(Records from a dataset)
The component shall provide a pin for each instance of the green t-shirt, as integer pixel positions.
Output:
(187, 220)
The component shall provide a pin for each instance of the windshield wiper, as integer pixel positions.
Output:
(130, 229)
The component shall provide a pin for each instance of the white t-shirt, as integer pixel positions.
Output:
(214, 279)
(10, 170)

...

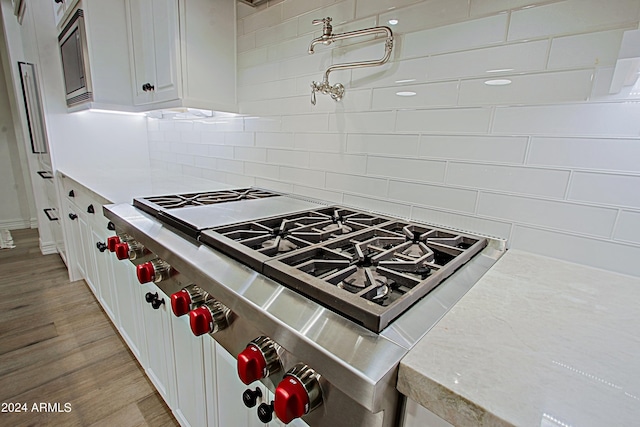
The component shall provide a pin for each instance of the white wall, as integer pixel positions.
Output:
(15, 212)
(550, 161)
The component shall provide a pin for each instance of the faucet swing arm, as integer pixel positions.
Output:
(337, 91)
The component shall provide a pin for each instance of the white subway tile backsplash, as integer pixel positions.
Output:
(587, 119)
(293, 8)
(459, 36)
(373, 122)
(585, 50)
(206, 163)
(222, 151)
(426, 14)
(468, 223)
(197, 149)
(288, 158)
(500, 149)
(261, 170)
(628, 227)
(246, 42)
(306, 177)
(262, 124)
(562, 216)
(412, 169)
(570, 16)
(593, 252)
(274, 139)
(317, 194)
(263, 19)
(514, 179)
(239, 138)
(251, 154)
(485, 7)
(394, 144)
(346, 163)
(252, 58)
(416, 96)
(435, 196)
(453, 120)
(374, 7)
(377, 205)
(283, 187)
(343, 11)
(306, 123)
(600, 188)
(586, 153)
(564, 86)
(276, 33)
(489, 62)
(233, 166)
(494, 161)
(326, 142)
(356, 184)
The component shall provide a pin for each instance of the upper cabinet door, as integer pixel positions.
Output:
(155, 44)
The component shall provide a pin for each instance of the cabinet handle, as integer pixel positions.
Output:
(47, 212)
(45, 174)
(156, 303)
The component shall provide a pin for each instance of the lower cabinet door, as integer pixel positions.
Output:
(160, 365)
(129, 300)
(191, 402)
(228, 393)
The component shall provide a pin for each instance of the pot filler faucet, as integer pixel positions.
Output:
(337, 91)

...

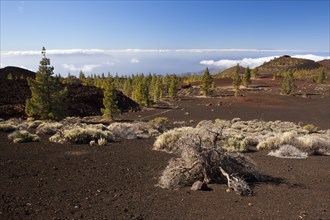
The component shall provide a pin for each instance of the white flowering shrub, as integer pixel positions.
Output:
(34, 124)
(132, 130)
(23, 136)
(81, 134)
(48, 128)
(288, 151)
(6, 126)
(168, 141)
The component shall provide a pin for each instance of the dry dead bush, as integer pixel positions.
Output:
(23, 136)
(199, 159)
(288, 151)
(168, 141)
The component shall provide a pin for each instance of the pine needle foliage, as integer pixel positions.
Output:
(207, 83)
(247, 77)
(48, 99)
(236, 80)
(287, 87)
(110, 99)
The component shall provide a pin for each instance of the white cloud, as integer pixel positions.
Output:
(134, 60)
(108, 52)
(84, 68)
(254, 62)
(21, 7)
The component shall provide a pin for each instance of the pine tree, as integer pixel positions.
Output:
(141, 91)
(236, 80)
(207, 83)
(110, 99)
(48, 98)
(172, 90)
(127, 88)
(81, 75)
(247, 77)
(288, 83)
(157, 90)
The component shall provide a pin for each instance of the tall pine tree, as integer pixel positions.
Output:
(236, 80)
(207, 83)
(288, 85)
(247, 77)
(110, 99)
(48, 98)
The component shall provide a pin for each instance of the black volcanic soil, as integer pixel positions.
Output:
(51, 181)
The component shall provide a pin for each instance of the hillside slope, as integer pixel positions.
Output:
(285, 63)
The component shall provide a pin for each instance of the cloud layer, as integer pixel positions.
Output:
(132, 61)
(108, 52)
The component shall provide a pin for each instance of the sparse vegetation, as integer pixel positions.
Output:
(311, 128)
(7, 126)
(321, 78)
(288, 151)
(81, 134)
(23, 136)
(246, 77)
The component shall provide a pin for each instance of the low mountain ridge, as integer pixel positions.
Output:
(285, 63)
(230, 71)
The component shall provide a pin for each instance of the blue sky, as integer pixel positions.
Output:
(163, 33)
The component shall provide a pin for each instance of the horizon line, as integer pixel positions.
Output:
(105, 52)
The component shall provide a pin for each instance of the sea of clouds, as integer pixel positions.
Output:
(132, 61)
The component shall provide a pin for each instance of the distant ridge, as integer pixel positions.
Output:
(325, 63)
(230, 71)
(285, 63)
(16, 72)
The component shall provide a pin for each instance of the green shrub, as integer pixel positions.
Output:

■ Task goal
Check each line of the entries above for the string "pine", and return those that contain it.

■ Response below
The component shall provide a pin for each instance of the pine needle foliage, as integer pixel positions.
The component shall provide a pin for each instance of the pine tree, as integer pixel positions.
The component shall provide a pin for each instance of the tall pine tree, as integer pixel positions.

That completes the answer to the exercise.